== Material for this task ==
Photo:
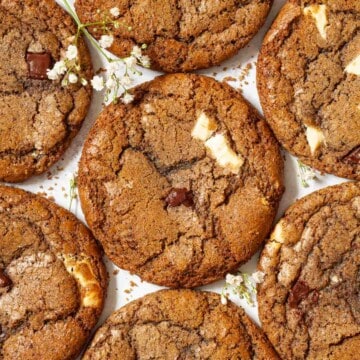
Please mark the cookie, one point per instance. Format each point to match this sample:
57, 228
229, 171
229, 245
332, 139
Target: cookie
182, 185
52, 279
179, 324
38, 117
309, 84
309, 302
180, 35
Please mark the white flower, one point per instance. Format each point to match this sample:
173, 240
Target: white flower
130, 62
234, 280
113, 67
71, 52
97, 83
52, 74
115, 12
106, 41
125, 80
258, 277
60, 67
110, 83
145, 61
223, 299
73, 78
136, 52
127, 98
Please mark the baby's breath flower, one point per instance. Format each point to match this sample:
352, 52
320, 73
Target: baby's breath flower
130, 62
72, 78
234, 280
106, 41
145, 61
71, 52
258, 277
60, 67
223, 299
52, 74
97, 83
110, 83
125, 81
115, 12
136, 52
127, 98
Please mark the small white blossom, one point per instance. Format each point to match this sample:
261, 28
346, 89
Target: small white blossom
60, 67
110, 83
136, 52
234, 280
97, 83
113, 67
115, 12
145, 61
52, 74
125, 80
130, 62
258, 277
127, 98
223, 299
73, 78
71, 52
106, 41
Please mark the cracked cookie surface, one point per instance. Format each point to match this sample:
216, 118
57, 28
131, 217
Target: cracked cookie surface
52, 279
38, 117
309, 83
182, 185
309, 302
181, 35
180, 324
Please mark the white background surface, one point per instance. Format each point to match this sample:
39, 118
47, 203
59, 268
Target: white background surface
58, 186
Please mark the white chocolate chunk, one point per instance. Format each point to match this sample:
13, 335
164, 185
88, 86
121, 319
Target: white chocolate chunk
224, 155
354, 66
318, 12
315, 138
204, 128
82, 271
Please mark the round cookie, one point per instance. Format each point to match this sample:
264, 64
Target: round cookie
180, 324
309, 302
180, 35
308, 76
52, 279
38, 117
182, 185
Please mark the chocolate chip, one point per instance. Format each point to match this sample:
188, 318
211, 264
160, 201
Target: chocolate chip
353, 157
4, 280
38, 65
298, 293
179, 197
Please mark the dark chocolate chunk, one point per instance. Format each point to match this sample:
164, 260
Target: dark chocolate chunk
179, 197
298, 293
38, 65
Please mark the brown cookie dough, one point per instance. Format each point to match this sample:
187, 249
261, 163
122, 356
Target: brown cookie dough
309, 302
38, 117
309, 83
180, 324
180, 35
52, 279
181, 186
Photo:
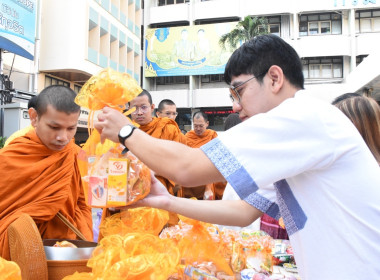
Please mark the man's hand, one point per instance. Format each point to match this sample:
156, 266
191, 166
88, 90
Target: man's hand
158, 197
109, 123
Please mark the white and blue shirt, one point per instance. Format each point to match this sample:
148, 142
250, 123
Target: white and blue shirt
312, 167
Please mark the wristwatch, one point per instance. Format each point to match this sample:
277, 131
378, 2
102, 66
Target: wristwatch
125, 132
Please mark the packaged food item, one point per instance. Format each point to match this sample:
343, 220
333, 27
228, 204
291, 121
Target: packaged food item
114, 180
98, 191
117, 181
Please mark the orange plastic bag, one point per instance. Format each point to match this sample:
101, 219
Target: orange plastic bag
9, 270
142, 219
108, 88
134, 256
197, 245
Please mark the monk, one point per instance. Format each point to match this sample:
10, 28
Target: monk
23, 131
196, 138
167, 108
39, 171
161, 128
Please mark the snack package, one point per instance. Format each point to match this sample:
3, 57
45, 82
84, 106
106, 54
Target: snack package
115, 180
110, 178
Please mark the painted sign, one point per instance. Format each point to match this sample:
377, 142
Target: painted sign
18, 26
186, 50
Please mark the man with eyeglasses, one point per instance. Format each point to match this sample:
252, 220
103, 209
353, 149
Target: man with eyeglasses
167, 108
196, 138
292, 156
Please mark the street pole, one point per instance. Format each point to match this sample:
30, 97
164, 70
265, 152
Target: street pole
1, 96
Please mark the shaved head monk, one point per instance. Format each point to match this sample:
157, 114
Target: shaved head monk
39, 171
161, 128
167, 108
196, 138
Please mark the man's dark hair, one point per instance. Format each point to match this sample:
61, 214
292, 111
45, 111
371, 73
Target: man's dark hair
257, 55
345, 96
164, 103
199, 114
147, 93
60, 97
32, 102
===
Starting at the line containing "Please mark the shaved" and continuing through the last line, write those lines out again with the requests and their sample coordinates unchanged. Shift every coordinate in the answer points by -122.

Solution to this task:
Please mark the shaved head monk, one point per instance. Format each point to match this sample:
157, 114
Target: shaved head monk
-83, 49
39, 6
45, -14
74, 16
Please mark the man's dark hair, one point per instance. Format each point to match this sample:
61, 214
292, 111
45, 111
371, 73
Target: man's dark hair
135, -67
223, -26
42, -19
77, -8
25, -29
-62, -25
-90, -20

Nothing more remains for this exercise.